Stated goal: Could you repeat every one of the records below word for word, keeping each on its own line?

****************************************

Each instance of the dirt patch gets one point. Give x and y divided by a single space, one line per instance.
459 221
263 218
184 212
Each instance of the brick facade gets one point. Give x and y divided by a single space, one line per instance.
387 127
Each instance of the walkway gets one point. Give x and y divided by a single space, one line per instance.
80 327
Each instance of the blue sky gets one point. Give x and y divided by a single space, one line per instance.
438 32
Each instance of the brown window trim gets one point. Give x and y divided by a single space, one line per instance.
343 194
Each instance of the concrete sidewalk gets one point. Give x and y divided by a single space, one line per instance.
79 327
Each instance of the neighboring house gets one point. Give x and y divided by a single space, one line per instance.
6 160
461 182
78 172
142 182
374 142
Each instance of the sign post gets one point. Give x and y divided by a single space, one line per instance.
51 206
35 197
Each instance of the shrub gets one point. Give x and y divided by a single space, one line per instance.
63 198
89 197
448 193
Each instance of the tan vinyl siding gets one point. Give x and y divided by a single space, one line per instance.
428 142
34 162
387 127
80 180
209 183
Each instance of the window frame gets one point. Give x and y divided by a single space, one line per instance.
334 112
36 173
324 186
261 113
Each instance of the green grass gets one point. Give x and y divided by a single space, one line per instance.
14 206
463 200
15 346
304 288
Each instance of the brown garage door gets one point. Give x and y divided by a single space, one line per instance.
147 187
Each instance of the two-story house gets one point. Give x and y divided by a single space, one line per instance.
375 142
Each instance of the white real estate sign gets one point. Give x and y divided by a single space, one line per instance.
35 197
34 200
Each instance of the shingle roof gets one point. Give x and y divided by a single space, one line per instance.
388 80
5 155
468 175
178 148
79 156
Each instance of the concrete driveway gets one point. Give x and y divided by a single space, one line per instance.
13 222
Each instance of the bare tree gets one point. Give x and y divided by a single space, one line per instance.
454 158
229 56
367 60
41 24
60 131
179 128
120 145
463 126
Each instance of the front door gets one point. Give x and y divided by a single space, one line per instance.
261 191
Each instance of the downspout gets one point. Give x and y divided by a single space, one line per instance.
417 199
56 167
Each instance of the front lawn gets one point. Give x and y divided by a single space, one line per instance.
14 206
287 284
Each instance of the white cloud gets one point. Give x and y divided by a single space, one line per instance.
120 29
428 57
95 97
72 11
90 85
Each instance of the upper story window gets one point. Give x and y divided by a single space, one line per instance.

****************************************

Result of this task:
Each instance of the dirt patch gets one point. Give x and y divided by a single space, one line per instance.
459 221
263 218
184 212
Each instance of the brick facade gets one point. Give x and y divided by a single space, one line per instance.
387 127
Each instance of the walkway gets one point. Give x and y divided by a single space, one line per instance.
80 327
Each instance of the blue sky gets one point. Give x and y divided by a single space, one line per instance.
438 32
Each instance of the brown window trim gets one point. Give x and y divided by a single space, one line per instance.
343 194
Each instance of the concrete sidewalk gets one point. Give x and y divided by a single space, one line per instance.
79 327
Each instance of the neighboring house gets one point. Give x and y divided by a single space, one line per instance.
6 160
461 182
78 172
142 182
374 142
Each instance of the sign post gets one point. Give x and y divided by a single space, one line per instance.
51 206
35 197
Each instance of the shrub gets one point. Give x and y divided by a single space, one line per instance.
63 198
89 197
448 193
Each instance of the tan vinyl siding gets one point. Give x and y divided by a single space, one line per instance.
428 142
34 162
387 127
80 180
209 183
Each instance of the window frame gets one point. Give x and y divided by a single space, one line per instance.
334 112
36 173
324 186
261 113
Each instance of the green grass gets one point. Give x and y divided by a single space, one line per instance.
14 206
463 200
15 346
304 288
Each instance of the brown garage door gets one point. Give x and y divided by a single space, one line per instance.
147 187
Each instance of the two-story house gets one point. Give x and y divided by a single space, one line per instance.
375 142
Each instance of the white real estate sign gets one point. Give x and y divided by a single space, one line per instance.
35 197
34 200
Each instance of the shingle roof gets one point. Give x and y divided by a single space, one line per instance.
388 80
5 155
468 175
178 148
79 156
Each instance of the concrete driveway gets one point. Give x and y divided by a single space, one line per instance.
13 222
Each instance of the bare tree gets one point. Give x and y divided by a single space, one line per instance.
454 158
229 56
367 60
41 24
60 131
179 128
120 145
463 126
Each instance of the front door gets one point. Give x and y divided by a single space, one line per instance.
261 191
Each instance of the downspout gets one point. Give x and y divided by a single space, one line per instance.
417 199
56 167
Each instance of the front lawn gets one point. Give x and y divided by a single space, one line per instance.
14 206
287 284
Each instance of the white cloud gets one point. Give x and y divided by a single space, one line per instance.
120 29
428 57
95 97
72 11
90 85
Each instance of the upper story window gets one point. Give x and y divided by a single space, one line per instance.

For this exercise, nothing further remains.